Heureux comme les Dieux à Rome (5) Celui des chrétiens aussi (a)

La mort du Christ ? La chute d’un  grain de sable dans la mer.

Possiblement né sous Auguste (en -6?) dans une obscure sous-province orientale, un certain Chrestos crucifié sous Tibère ne fit parler de lui qu’au milieu du 1er siècle (et encore par un gars qui ne l’avait jamais vu : Saül). Tard venus et mal identifiés les « pas encore chrétiens » au milieu de leurs compatriotes Sadducéens, Esséniens, Pharisiens, Baptistes, bientôt les Zélotes, ne se  distinguent pas ou si peu  des autres Juifs dans un judaïsme alors hétéroclite. A vrai dire, tout  au contraire,  ils veulent en être les meilleurs. Un Dieu de plus ou de moins dans un monde qui ne les comptait pas, voilà qui n’allait pas choquer les Romains si les nouveaux venus ne troublaient pas l’ordre public. À Rome on les confondait avec les Juifs qui, eux, pourtant, faisaient tout ce qu’ils pouvaient pour s’en distinguer.

Juvénal (fin du premier siècle) nous offre une indication sur la confusion persistante à leur sujet. Il s’étonne de l’absence de lieux de culte, d’ornement ou de statues. Ces gens-là prient le regard tourné vers les nues.

« Quelques [jeunes gens] ayant reçu du sort un père qui observe le sabbat n’adorent rien que la puissance des nuages et du ciel, et la chair humaine n’est pas pour eux plus sacrée que celle du porc, dont le père s’est abstenu. Bientôt même, ils retranchent leur prépuce ; et accoutumés à dédaigner les lois de Rome, ils n’étudient, ils n’observent, ils ne craignent que tout de droit judaïque transmis par Moïse dans un livre mystérieux, se gardant de montrer le chemin à ceux qui ont un autre culte »

Satires XIV vers 96 à 103

L’absence de prosélytisme, le respect de la loi mosaïque, la Bible,  la circoncision … Un seul élément vient évoquer les chrétiens : le rite de l’eucharistie compris comme une anthropophagie par les Romains ( « ceci est mon corps »)

Assimilés à une des nombreuses sectes juives, ils sont expulsés par Claude en 49

«  Comme les Juifs se soulevaient constamment à l’instigation d’un certain Chrestos, il les chassa de Rome. »   Suétone _ Claude 25_

Quand Néron eut besoin de boucs émissaires pour contrer les rumeurs du Sénat et les accusations d’incendiaire en 64 il les livra à la vindicte populaire.

Pour le commun des Romains il y avait bien une ou deux choses qui pouvaient susciter  surprise et appréhension. Il s’agissait, au premier examen, de gens modestes (en majorité) voire d’esclaves. Donc des gens à priori suspects dans le système de valeur admis par tous. Leur Dieu qui avait été crucifié (comme Spartacus) ne faisait  étalage ni de gloire ni de puissance. À cela s’ajoutait tout un discours choquant, fait d’humilité de modestie et d’austérité. Vraiment rien d’attrayant. Comme on ne sait rien de précis, la rumeur règne sans partage. On colporte que les chrétiens adorent un âne crucifié comme en atteste un graffiti célèbre du Palatin. Ils se réunissaient la nuit pour des orgies ou, pire, pour des repas sacrificiels anthropophagiques  dont un bébé égorgé roulé dans la farine constituait le plat.

» **Éléments de données**
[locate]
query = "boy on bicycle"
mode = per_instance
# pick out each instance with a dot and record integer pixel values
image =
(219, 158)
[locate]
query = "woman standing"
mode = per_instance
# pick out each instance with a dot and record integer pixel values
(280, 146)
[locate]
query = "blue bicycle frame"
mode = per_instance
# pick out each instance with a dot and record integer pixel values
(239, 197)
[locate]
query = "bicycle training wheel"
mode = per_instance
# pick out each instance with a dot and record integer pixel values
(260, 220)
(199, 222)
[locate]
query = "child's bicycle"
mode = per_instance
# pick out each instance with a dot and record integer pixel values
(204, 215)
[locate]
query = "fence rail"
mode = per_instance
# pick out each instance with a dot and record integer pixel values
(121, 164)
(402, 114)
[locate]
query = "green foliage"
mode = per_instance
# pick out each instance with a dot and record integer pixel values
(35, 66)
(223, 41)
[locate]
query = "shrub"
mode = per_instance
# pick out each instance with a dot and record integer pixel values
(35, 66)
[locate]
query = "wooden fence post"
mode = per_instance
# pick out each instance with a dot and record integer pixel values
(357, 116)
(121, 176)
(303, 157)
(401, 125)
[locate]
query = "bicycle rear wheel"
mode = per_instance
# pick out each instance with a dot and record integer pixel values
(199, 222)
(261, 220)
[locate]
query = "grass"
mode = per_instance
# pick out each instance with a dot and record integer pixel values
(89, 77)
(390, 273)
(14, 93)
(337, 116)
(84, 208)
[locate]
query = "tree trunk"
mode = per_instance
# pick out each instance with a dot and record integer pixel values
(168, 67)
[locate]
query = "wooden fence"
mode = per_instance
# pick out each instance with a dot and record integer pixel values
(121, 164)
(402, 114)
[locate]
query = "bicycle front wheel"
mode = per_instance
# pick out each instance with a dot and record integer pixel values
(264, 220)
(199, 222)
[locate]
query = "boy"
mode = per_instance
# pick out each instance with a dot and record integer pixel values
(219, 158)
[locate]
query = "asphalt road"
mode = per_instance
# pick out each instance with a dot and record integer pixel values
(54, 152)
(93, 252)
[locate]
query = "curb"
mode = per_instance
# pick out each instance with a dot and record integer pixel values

» **Travail à faire**
(1) Indiquez par oui ou non si chaque affirmation concorde avec le texte sur les chrétiens à Rome, en citant les mots qui tranchent : (a) Claude a expulsé les chrétiens en 49 ; (b) Juvénal écrivait au début du premier siècle ; (c) les Romains comprenaient l'eucharistie comme une anthropophagie.
(2) Extrayez du texte sur les chrétiens à Rome le passage qui commence à « Satires XIV vers » et se termine à « la vindicte populaire. ».

» **Vos réponses**
(1)
(a) Oui : « ils sont expulsés par Claude en 49 »
(b) Non : « Juvénal (fin du premier siècle) »
(c) Oui : « le rite de l’eucharistie compris comme une anthropophagie par les Romains »

(2)
Satires XIV vers 96 à 103

L’absence de prosélytisme, le respect de la loi mosaïque, la Bible,  la circoncision … Un seul élément vient évoquer les chrétiens : le rite de l’eucharistie compris comme une anthropophagie par les Romains ( « ceci est mon corps »)

Assimilés à une des nombreuses sectes juives, ils sont expulsés par Claude en 49

«  Comme les Juifs se soulevaient constamment à l’instigation d’un certain Chrestos, il les chassa de Rome. »   Suétone _ Claude 25_

Quand Néron eut besoin de boucs émissaires pour contrer les rumeurs du Sénat et les accusations d’incendiaire en 64 il les livra à la vindicte populaire.